* _Extrait du texte_:
Qu'est-ce que la médecine?

Qu'est-ce que la psychiatrie?

Qu'est-ce qu'une science?

Premier essai de réponse (référence Fifi 1997, Frison-Roche, non encore publié)

Scientificité en psychiatrie. Conceptualisation de l'opposition entre l'événement et la structure. Il y a deux espaces de sens en psychiatrie: l'un d'entre eux est la source de modèles et l'autre est l'objet d'une méthode herméneutique. Trois critères prévalent : la psychiatrie est scientifique par sa visée, son objet et sa méthode. La visée consiste en une construction de modèles cohérents et efficaces des phénomènes, si du moins on sait repérer des faits psychiques pertinents.

Il est requis d'accroître le pouvoir intégrateur des théories, d'augmenter la capacité auto-organisatrice d'un corps de propositions, de renforcer la cohérence interne, la non-contradiction, l'interdépendance entre ses éléments, l'augmentation de la compétence par le pouvoir explicatif et anticipateur. Enfin elle est confrontée aux critères classiques de la "falsifiabilité" ou de la réfutabilité, de la vérification diffuse, de la généralité et du rejet du dogmatisme.

Dr Fineltain Ludwig
Neuropsychiatre & psychanalyste Paris 100534.355@compuservecom



Je suis psychiatre (jeune psychiatre). Je suis issu de l'internat de spécialité. Je constate une grande agressivité de la part de notre confrère. Aussi, je m'interroge sur la raison cachée d'une si grande provocation et le moment de cette explosion.

Les questions que je pose sont les suivantes :

- sait-il que la psychiatrie française est reconnue dans le monde entier,
- la psychiatrie est la discipline qui a fait le plus de progrès depuis 20 ans

- la psychiatrie est l'une des disciplines médicales où le contact et la communication médecin malade existent vraiment. La symptomatologie est repérée dans le discours (au lit du malade). La quasi-totalité des autres spécialités se détourne de la clinique au profit de la paraclinique. Le risque étant celui d'un médecin prescripteurs d'examens, de bilans, d'examens, etc., tandis, que le patient est en attente de quelque chose de plus humain

. Beaucoup, de troubles mentaux, dépressions, moments psychotiques sont secondaires aux conditions de vie, de travail et à la solitude. Je doute qu'un substratum organique soit le primum movens. Enfin, si notre confrère cherche à nous en persuader, il doit avoir d'autres raisons ?

* _Données fournies_:
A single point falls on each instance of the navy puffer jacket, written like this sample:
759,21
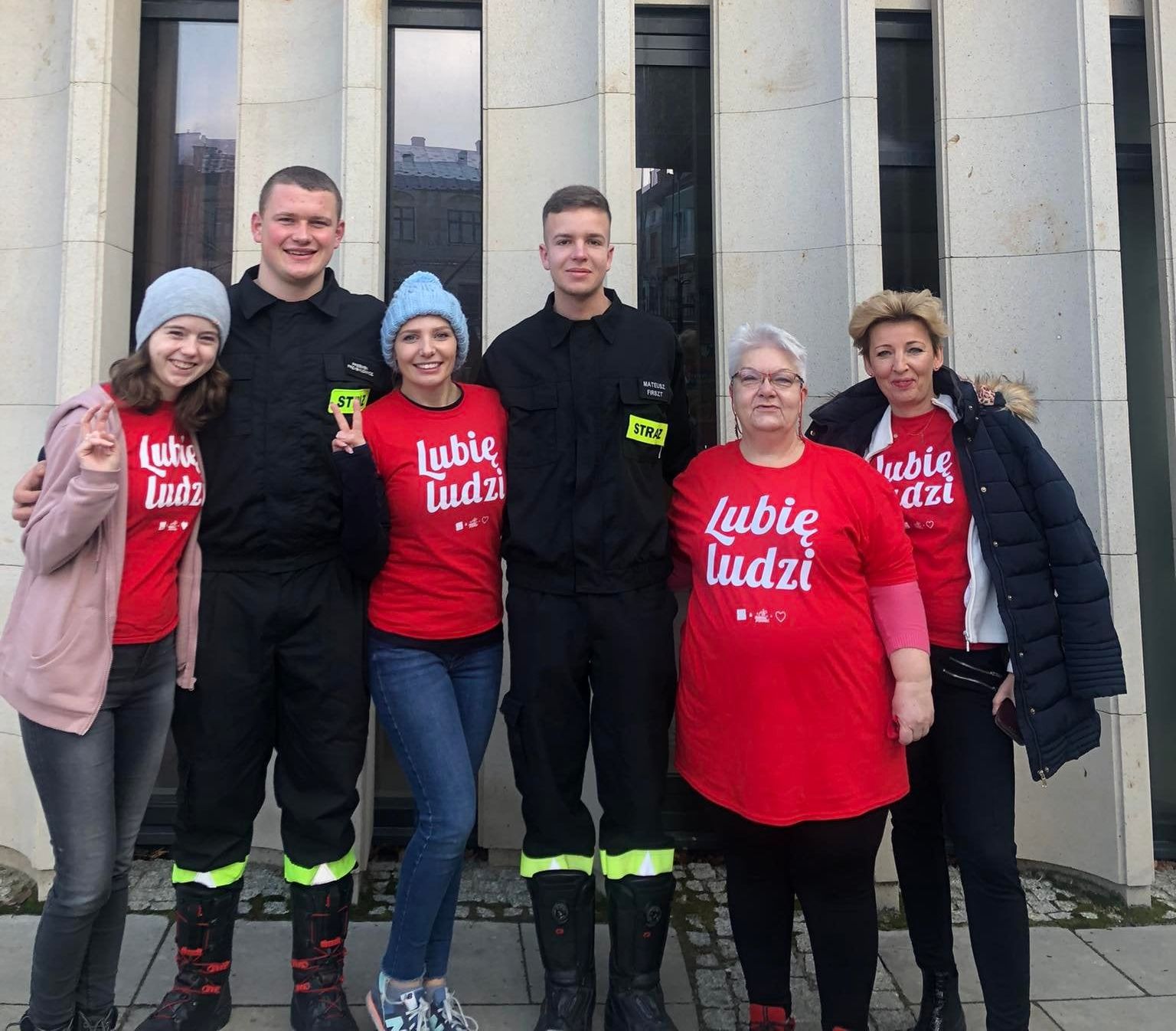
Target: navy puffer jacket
1051,590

* _Consignes_:
#1 D'après l'extrait, par quels trois critères la psychiatrie est-elle scientifique ? Citez-les tous.
#2 Veuillez reproduire à l'identique le passage de l'extrait qui débute aux mots « Il est requis » et s'achève après « de cette explosion. ».
#3 Selon l'extrait, combien d'espaces de sens existe-t-il en psychiatrie, et que représente chacun d'eux ?

* _Réponses_:
#1
- sa visée
- son objet
- sa méthode

#2
Il est requis d'accroître le pouvoir intégrateur des théories, d'augmenter la capacité auto-organisatrice d'un corps de propositions, de renforcer la cohérence interne, la non-contradiction, l'interdépendance entre ses éléments, l'augmentation de la compétence par le pouvoir explicatif et anticipateur. Enfin elle est confrontée aux critères classiques de la "falsifiabilité" ou de la réfutabilité, de la vérification diffuse, de la généralité et du rejet du dogmatisme.

Dr Fineltain Ludwig
Neuropsychiatre & psychanalyste Paris 100534.355@compuservecom



Je suis psychiatre (jeune psychiatre). Je suis issu de l'internat de spécialité. Je constate une grande agressivité de la part de notre confrère. Aussi, je m'interroge sur la raison cachée d'une si grande provocation et le moment de cette explosion.

#3 Il y en a deux : l'un est la source de modèles, l'autre est l'objet d'une méthode herméneutique.